• _What the task requires_:
Tally the lines below containing "shown" and report only the total.
*** Material for this task Section Begins ***
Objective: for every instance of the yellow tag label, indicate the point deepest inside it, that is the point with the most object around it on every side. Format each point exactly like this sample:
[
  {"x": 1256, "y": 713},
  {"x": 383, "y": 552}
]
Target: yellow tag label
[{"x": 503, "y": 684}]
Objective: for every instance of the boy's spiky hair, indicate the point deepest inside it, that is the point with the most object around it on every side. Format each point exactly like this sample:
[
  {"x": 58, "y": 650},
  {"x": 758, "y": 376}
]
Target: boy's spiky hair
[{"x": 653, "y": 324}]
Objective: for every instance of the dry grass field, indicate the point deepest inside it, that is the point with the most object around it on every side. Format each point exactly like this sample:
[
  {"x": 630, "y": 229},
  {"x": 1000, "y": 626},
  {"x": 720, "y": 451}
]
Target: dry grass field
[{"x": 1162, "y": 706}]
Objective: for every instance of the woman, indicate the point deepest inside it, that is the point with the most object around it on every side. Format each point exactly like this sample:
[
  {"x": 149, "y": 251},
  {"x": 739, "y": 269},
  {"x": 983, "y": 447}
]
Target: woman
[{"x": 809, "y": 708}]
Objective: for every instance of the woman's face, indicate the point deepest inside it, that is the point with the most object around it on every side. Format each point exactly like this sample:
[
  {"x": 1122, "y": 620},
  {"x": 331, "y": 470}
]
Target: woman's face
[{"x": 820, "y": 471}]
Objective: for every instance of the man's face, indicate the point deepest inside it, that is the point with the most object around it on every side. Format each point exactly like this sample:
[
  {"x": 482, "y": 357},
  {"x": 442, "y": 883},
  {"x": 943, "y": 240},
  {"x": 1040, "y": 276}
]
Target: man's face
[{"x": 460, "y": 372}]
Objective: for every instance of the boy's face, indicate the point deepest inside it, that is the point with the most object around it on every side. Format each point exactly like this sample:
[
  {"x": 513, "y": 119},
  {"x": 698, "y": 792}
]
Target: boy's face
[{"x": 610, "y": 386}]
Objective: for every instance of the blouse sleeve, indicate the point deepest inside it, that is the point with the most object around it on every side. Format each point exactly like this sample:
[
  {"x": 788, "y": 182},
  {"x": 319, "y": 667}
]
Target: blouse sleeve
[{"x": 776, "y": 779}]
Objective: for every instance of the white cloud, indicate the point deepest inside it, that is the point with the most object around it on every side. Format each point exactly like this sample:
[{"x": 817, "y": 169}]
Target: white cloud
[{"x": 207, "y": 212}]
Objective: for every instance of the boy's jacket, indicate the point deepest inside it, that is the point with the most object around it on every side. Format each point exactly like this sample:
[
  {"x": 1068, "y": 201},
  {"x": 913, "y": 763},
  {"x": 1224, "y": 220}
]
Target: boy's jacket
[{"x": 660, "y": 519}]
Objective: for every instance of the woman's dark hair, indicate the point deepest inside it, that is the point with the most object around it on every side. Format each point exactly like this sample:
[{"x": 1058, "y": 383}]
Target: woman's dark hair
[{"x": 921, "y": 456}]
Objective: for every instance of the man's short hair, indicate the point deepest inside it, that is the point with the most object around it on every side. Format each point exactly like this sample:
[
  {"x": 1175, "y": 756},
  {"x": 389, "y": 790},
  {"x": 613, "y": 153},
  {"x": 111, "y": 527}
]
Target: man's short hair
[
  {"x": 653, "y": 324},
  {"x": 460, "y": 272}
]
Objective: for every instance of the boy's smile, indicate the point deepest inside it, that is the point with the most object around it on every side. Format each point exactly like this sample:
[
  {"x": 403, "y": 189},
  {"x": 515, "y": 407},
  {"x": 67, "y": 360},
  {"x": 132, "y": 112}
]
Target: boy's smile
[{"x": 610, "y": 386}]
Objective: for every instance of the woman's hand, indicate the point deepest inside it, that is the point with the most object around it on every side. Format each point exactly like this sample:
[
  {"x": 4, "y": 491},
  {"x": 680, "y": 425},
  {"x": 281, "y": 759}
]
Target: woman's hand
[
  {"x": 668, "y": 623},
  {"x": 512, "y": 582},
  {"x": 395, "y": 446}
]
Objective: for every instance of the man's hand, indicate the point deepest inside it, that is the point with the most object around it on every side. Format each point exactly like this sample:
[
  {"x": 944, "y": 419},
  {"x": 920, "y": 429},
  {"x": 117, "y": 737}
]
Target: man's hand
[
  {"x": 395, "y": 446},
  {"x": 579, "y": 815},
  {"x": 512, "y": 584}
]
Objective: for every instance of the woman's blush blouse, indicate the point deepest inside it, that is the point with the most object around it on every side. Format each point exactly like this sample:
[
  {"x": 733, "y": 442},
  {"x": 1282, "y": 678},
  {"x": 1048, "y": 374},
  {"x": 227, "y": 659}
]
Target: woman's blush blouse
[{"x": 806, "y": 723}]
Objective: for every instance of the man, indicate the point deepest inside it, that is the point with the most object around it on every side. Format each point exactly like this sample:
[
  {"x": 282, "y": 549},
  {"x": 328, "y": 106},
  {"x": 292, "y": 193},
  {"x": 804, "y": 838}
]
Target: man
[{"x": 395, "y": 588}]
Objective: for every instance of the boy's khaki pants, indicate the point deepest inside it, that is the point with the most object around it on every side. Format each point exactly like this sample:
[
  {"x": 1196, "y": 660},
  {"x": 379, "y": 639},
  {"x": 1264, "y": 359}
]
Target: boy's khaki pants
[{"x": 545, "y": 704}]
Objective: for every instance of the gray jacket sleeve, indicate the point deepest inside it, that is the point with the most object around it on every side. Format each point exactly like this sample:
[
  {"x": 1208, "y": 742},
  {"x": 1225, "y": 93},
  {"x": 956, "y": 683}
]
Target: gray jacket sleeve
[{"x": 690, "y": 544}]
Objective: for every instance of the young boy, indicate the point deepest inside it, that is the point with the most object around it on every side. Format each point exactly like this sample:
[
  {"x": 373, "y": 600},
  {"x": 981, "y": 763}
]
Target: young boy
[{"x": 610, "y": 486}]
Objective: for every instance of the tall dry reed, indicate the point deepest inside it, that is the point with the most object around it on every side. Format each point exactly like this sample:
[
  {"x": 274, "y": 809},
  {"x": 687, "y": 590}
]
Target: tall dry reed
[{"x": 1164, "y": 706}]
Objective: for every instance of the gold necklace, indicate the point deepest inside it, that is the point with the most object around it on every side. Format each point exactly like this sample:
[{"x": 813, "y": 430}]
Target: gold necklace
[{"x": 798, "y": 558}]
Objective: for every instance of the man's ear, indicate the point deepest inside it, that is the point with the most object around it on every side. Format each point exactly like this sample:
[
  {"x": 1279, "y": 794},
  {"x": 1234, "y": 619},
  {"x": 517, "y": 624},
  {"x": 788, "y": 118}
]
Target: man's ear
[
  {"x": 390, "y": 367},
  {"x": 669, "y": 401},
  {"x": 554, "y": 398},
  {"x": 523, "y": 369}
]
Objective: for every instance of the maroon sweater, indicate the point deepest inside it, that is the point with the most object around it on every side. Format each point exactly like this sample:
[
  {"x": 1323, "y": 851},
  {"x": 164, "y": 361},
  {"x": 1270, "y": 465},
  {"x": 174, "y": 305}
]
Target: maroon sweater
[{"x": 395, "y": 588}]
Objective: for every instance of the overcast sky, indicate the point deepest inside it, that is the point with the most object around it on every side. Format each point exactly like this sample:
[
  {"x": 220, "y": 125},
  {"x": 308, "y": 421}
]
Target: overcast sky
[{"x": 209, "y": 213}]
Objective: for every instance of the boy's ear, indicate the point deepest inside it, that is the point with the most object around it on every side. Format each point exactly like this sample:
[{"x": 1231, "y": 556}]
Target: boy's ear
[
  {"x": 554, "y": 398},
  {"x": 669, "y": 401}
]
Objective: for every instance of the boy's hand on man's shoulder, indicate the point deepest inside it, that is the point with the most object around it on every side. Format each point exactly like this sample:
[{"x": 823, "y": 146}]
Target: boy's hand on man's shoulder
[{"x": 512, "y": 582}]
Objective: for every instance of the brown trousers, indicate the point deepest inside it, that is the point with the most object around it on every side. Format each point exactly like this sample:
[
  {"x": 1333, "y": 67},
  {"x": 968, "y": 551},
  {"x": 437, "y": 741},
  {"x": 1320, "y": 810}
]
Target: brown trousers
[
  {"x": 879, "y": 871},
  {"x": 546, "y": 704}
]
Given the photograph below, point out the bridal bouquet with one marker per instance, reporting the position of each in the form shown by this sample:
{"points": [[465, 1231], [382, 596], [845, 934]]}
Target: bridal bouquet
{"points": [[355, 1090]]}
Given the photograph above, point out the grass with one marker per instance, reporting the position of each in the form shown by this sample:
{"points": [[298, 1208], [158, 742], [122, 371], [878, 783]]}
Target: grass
*** Material for this task Section Ends ***
• _Exercise response_:
2